Photo-based point labeling data:
==========
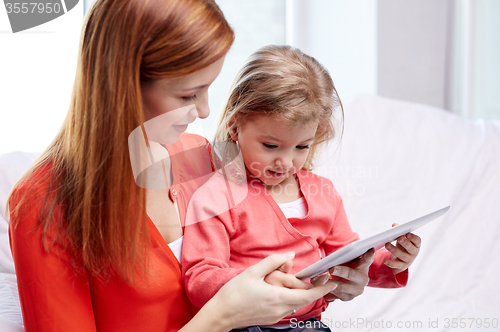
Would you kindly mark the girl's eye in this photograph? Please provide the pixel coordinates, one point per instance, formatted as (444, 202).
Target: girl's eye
(270, 146)
(189, 98)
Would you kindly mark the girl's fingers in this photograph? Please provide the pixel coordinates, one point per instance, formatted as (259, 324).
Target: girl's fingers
(268, 265)
(289, 281)
(396, 264)
(415, 239)
(398, 253)
(408, 245)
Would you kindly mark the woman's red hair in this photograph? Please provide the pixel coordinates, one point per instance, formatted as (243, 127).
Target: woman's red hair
(124, 44)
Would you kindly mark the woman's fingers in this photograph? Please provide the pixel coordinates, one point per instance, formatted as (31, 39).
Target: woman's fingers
(321, 280)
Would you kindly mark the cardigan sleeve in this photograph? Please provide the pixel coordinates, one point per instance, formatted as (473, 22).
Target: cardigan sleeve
(206, 246)
(53, 296)
(205, 259)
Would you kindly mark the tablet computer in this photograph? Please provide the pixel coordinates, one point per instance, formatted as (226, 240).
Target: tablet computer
(359, 247)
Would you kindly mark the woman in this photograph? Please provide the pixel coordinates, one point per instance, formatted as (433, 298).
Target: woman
(87, 255)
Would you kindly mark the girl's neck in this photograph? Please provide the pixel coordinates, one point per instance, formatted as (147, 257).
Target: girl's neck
(285, 192)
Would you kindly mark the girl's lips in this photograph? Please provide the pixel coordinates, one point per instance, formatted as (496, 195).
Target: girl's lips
(275, 174)
(180, 128)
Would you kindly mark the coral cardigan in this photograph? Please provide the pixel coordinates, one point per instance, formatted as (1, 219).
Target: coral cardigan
(56, 298)
(231, 226)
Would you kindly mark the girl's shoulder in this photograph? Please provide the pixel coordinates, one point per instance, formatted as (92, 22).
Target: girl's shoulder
==========
Objective:
Word for word, quote the lines from the line containing "Would you kindly mark the woman's red" through the end of the material, both included, and nothing else.

The output:
Would you kindly mark the woman's red hair in this photograph? Please provide the pixel coordinates, one point per instance, formatted as (243, 127).
Target: woman's red hair
(124, 44)
Would you kindly mark the woman's fingers in this photograph? Please provide the pixel coordinates, one point per instance, formatted as (31, 39).
Target: woman's fingers
(321, 280)
Would you kindly mark the cardigan sleeve in this photograph? Please provide the pixel coordinates, one point per instance, formatted as (473, 22).
Target: cardigan sleeve
(206, 246)
(53, 296)
(205, 259)
Would you kindly mark the tablet computer in this photograph? Please provide the pixel coordinates, one point per instance, formatted as (226, 240).
Target: tablet computer
(359, 247)
Would you kindly mark the woman in this photograph? Please provide the pixel coordinates, one point per instance, formatted as (433, 298).
Target: woman
(87, 255)
Would you kindly mark the girl's neck in this photograph? Please provide the pixel coordinates, one point per instance, formatted as (147, 257).
Target: girl's neck
(285, 192)
Would you kindly mark the girl's lips in this photograph? Please provide the pixel coordinates, one point per instance, formatted as (496, 195).
Target: girl's lips
(275, 174)
(180, 128)
Would you kindly mark the coral cardigan in this photograph? Please provide the pixel coordinates, one point per instance, formatted as (1, 219).
Target: coral cardigan
(56, 298)
(231, 226)
Would you kindly mark the girl's shoulder in this photograph? Please provide the pixel coordinates, one point per instance, formatted as (92, 22).
Target: girl's shoulder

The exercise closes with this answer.